◆ GOAL: Pick out every line in the rows below that contains the word "ceiling" and copy each of those lines.

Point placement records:
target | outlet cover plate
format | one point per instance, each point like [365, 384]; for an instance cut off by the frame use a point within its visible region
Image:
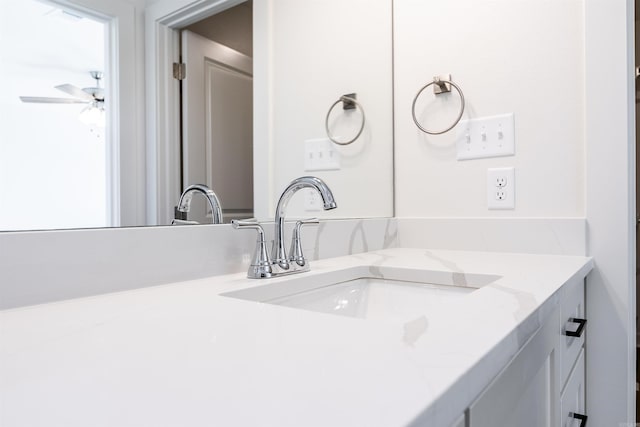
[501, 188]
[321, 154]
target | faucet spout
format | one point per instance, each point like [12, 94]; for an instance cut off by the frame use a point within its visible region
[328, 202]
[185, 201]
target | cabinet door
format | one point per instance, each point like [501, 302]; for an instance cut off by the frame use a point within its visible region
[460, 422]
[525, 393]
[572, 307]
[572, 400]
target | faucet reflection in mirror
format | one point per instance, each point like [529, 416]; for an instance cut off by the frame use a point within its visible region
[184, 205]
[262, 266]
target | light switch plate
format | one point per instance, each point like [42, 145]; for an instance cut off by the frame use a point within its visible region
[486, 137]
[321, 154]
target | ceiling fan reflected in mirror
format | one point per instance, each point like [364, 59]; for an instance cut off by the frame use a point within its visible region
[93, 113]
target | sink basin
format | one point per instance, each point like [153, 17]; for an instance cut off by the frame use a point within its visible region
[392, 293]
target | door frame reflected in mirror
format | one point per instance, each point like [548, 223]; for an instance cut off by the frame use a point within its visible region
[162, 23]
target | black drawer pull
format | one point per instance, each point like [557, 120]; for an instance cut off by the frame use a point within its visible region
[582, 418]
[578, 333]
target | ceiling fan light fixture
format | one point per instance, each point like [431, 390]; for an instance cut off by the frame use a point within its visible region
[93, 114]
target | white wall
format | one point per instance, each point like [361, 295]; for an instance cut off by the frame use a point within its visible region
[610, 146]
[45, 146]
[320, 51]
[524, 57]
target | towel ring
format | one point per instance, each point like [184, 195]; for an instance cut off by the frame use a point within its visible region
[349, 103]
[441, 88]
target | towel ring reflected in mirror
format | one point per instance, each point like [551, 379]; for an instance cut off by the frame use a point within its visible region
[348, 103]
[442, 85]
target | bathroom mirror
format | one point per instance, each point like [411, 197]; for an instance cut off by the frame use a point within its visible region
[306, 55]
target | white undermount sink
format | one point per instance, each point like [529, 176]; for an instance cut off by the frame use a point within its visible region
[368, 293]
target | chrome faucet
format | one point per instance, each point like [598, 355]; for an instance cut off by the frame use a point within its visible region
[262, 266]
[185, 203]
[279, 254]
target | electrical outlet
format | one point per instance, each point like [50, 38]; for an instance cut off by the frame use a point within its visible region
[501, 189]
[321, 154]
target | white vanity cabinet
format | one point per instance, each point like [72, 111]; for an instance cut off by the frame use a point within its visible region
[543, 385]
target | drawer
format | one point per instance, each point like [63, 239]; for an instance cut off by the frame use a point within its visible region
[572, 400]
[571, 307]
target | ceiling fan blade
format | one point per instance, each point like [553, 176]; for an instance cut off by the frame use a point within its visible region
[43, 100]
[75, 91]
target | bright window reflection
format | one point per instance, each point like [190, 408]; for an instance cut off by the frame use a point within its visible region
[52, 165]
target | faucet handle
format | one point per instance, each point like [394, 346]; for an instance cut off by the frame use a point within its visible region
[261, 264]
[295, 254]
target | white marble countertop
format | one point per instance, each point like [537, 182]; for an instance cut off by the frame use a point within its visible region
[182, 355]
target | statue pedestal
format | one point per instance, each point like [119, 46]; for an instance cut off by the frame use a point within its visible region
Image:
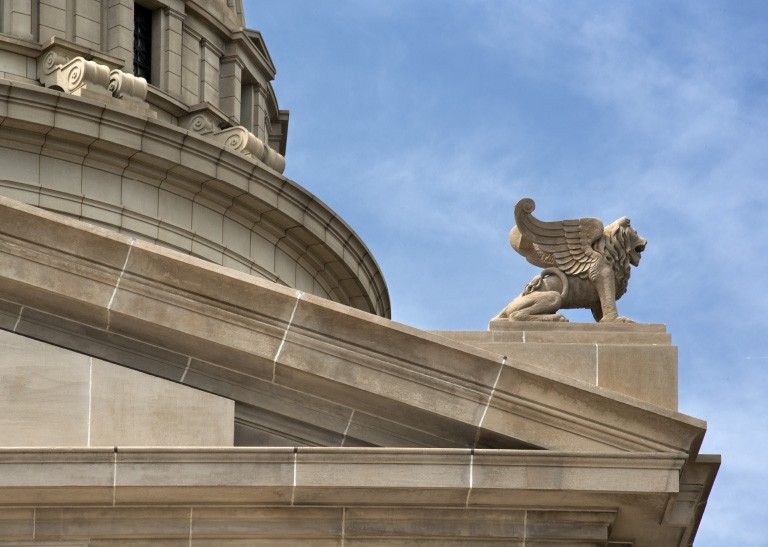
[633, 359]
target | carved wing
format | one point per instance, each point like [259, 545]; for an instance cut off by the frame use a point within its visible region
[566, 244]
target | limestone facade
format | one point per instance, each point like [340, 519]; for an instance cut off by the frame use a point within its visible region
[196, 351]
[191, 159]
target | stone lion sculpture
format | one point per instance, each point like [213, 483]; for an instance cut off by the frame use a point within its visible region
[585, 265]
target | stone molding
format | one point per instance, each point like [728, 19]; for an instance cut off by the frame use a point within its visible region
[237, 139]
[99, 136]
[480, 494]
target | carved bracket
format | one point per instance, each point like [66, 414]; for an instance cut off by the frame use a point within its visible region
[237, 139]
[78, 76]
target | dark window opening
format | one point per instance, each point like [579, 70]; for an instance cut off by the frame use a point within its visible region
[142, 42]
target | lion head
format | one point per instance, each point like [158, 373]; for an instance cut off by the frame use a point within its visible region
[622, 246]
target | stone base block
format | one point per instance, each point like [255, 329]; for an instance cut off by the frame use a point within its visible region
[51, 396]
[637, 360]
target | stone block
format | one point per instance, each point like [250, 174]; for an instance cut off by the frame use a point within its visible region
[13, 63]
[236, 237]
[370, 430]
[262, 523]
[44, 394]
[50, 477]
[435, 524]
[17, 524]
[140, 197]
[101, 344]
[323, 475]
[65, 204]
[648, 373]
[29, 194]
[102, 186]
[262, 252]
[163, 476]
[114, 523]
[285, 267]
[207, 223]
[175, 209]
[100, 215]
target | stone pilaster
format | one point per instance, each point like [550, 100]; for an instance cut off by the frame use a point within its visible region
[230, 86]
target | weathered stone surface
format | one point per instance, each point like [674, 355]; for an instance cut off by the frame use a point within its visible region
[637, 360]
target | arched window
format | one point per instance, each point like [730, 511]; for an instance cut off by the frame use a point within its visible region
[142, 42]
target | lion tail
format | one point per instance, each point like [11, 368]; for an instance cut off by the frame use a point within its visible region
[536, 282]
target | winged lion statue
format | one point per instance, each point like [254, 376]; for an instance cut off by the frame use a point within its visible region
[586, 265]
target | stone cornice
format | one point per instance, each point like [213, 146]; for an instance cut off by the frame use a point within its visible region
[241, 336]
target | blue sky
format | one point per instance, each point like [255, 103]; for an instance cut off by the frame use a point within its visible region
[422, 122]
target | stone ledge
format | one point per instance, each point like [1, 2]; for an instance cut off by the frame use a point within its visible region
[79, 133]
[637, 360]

==

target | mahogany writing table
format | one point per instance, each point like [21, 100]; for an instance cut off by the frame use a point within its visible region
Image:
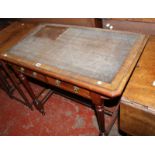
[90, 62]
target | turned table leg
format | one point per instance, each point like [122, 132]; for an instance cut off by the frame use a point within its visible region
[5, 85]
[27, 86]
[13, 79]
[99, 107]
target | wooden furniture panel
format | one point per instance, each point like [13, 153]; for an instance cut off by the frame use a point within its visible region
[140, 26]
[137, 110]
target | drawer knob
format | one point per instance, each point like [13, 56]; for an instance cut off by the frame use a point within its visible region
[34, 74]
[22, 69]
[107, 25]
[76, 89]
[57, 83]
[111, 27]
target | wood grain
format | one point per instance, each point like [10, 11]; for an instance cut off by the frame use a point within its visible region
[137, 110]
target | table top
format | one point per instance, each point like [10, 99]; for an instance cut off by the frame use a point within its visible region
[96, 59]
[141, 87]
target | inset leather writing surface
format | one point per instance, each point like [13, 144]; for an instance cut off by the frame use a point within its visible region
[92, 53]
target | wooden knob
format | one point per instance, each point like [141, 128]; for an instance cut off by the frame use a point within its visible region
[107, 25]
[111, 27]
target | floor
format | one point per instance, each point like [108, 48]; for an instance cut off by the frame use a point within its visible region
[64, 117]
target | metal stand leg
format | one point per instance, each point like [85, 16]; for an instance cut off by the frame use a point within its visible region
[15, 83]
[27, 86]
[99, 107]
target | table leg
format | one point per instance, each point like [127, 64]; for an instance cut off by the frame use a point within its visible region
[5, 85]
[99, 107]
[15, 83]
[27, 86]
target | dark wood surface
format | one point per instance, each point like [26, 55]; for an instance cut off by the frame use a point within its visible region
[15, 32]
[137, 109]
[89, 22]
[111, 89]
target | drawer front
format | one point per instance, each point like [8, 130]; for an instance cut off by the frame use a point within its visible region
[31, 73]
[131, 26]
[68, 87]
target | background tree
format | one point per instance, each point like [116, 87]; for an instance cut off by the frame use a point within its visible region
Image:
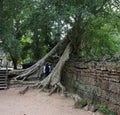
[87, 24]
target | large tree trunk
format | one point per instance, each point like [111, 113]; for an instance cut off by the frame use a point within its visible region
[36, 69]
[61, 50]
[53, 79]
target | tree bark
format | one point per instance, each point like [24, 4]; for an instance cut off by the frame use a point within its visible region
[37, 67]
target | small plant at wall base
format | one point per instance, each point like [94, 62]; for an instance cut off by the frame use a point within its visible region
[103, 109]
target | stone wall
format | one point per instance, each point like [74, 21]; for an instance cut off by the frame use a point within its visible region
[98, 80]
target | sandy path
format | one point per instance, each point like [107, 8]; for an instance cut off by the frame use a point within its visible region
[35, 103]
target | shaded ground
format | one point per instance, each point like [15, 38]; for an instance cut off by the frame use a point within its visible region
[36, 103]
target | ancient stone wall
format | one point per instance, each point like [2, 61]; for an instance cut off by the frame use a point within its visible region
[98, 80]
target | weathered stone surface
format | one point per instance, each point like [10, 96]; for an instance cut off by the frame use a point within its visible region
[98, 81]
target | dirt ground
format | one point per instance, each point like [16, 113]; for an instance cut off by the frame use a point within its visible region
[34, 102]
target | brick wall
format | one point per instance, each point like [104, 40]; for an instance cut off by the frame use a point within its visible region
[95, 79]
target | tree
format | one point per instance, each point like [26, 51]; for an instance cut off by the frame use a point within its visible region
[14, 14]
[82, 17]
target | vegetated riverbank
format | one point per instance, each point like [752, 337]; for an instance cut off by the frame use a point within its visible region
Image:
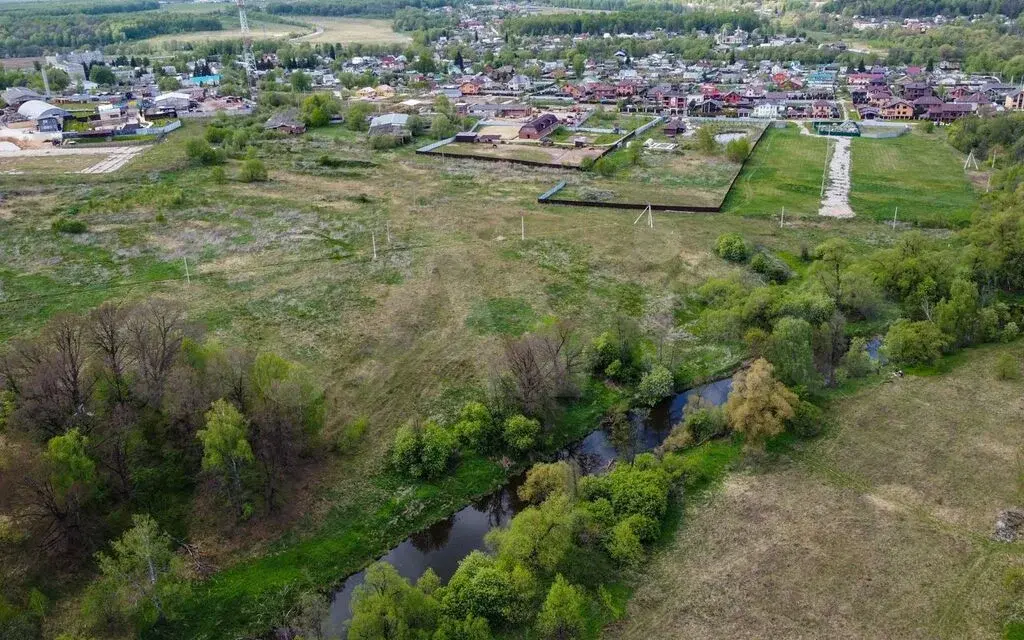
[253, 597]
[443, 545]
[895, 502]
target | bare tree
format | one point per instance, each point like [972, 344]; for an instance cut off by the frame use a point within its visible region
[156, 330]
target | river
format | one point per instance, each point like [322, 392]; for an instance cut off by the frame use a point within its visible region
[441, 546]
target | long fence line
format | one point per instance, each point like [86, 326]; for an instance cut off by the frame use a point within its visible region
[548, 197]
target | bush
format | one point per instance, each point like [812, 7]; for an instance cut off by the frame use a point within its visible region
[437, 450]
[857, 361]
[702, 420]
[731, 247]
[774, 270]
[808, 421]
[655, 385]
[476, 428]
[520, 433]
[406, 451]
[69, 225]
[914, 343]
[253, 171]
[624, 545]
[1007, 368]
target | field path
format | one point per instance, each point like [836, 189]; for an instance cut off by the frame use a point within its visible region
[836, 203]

...

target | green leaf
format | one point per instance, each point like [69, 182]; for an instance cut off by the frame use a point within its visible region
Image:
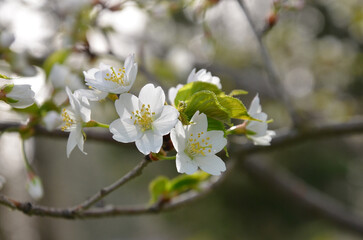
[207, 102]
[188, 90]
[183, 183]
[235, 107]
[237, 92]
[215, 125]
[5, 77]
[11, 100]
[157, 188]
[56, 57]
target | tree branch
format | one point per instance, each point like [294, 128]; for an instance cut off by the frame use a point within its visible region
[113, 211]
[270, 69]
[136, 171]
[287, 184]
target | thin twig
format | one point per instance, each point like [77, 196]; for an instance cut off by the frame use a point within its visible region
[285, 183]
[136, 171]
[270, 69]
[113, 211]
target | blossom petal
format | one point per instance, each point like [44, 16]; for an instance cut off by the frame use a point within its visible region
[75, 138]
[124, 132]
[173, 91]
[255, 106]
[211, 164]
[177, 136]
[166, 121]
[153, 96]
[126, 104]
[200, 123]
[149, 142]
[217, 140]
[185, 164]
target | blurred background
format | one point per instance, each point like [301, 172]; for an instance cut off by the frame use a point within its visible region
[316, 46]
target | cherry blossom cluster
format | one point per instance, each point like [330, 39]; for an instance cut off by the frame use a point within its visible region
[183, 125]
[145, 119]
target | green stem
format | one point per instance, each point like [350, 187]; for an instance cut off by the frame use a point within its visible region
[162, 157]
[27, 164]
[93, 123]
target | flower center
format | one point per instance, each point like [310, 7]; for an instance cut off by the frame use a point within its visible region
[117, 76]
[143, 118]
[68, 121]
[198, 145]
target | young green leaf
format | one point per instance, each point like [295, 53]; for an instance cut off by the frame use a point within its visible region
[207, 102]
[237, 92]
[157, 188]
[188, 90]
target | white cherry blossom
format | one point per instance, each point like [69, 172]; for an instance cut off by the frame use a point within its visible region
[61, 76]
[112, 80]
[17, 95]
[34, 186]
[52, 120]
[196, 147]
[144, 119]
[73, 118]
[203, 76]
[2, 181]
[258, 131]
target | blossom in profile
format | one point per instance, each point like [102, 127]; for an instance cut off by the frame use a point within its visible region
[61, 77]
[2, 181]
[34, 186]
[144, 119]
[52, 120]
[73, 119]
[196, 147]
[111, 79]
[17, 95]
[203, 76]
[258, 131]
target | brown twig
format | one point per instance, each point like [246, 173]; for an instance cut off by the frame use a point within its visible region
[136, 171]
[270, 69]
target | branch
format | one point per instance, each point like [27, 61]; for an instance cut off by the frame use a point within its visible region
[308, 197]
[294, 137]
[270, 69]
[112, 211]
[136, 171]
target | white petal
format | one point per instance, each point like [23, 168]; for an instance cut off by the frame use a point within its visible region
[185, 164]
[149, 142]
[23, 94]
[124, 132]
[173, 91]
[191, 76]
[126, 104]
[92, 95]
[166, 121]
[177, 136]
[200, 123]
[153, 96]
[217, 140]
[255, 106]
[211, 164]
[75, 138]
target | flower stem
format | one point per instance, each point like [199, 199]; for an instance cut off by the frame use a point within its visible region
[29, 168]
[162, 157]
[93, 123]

◆ CORRECT OUTPUT:
target | ceiling fan reflected in mirror
target | ceiling fan light fixture
target | ceiling fan blade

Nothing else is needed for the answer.